■ **Work to do**:
- a) In the Drupal API discussion, where does api.php sit in a Mediawiki download?
- b) Extend the Drupal API discussion, picking up right after its final sentence.

■ **Text excerpt**:
--
If you download Mediawiki, api.php is in the root directory; thats the entrypoint.

Anyone gonna be speaking about this at DrupalCon? Such a juicy topic.

#23

Somes - September 17, 2007 - 16:36

Hi moshe could you explain further what going on in the API

nedjo has been doing some sterling work on fleshing out the problems on the architecture and hopefully his work on javascript behaviors can help with this post

http://drupal.org/node/114774#javascript-behaviors

cant wait for drupal 6 to get out the door so we can see some more posts here
keep up the good work

#24

sin - October 8, 2007 - 19:39

> how can use the node schema definition to turn node 42 into a valid Atom message

Imagine Drupal can dispatch GET request of a node page to node_view_text_html = node_view, node_view_text_plain, node_view_application_json etc. according to url prefix/suffix or request mime type text/html, text/plain, application/json etc. (it is more RESTfull and do not violate opaque URI rule). Default implementation of this hooks in node module should then iterate over node model field definitions (node Schema fields and CCK fields) and concatenate markup. theme() will be called only in node_view_text_html. Other hooks should incapsulate other markup's rules and possibly add type info from model (node schema definition). Then all responce must be wrapped correspondent to markup type to provide valid message.

#25

bjaspan - October 15, 2007 - 04:56

I found myself thinking about this topic recently and want to record my thoughts. I suspect I'm not the first to think them but I haven't seen them spelled out in exactly this way yet.

I started with: Why do menu callbacks return HTML? e.g.:

<?php
function myobj_page_view($obj_id) {
  return
theme('myobj', myobj_load($obj_id)); // very simplified, of course
}
?>

"Clearly," the menu callback should just return the data (myobj_load($obj_id)) or perhaps an array of theme-hook and data (array('myobj', myobj_load($obj_id)).

But returning the object itself isn't necessarily what we want. The menu callbacks are the business logic. They should turn data in the database into a nicely digested format for the renderer. This is what $node->content is: a nicely ordered list of data to be returned to the client, whether in HTML, JSON, XML, whatever.
--
■ **Provided data**:

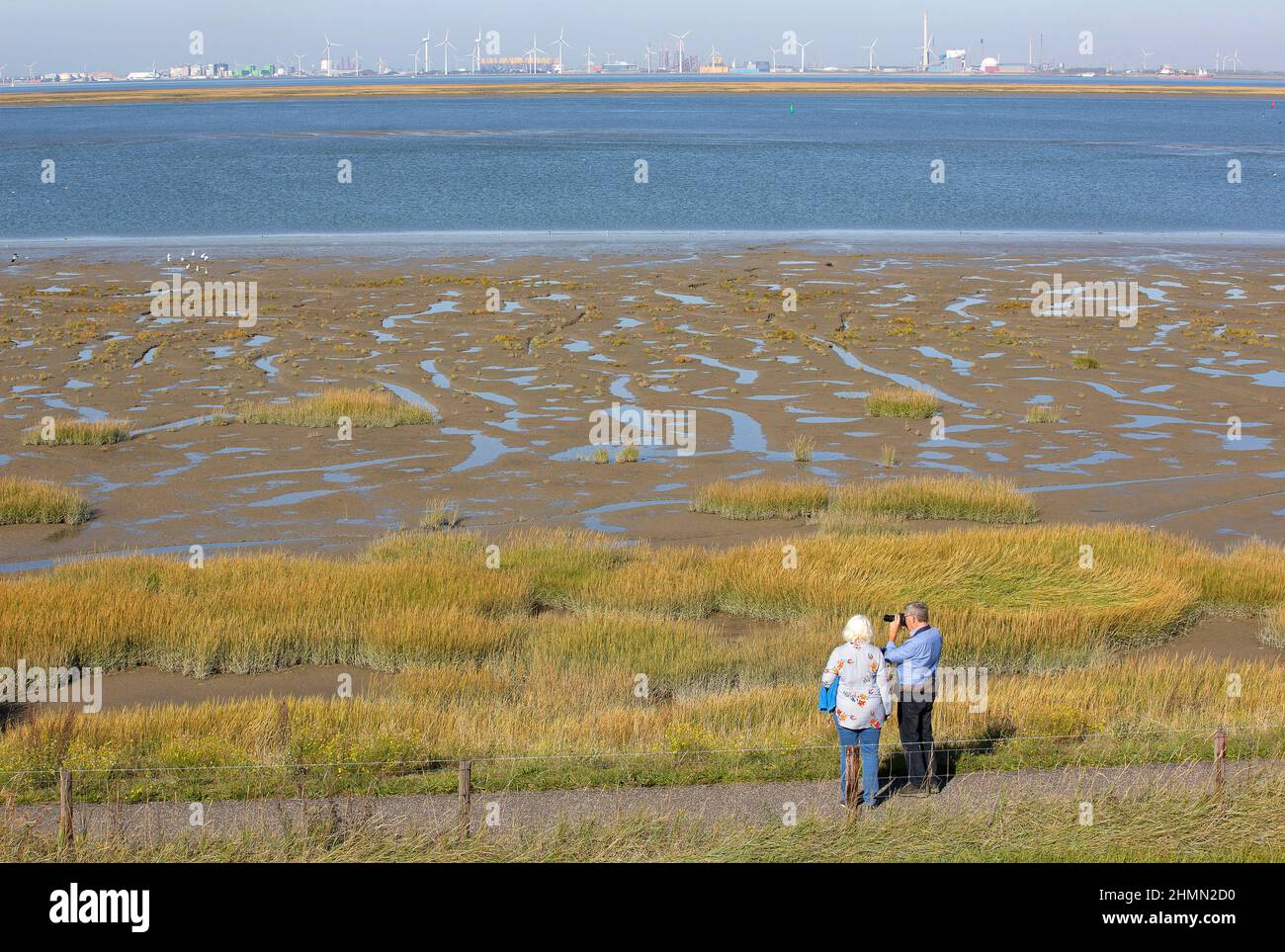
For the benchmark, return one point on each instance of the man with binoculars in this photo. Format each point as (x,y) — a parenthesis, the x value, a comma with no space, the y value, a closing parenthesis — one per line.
(916,676)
--
■ **Task-by-task outputs**:
- a) It sits in the root directory, where it serves as the entrypoint.

- b)
So, perhaps menu callbacks should return a nested renderable content array along with its theme hook. Each element within the renderable content array would also contain its theme hook, a la $node->content. So:

<?php
function node_page_view($nid) {
 
$node = node_view($nid);
  return array(
'#theme' => 'node', '#value' => $node->content);
}
?>

The HTML version of #theme node (e.g. theme_html_node) would output the enclosing <div class="node ..."> and then call drupal_render(#value). #value ($node->content) of course could contain elements with plain markup, or #item_lists, or #tables, or whatever. The menu hook build up that data, tagging each #value with a theme hook name indicating its format, but not rendering any of it into any format.

This would seem to make it pretty easy to render into multiple formats. We select the format via some property of the request (path, headers, whatever). Say we choose JSON. Then, when rendering #theme node, it calls theme_json_node() (instead of theme_html_node), which happens to call drupal_render(), which calls theme_json_item_list(), or theme_json_table(), etc. There'd be a default theme_json that just outputs the #value as a string, or whatever the most useful default render is for that output format. And ditto for other output formats.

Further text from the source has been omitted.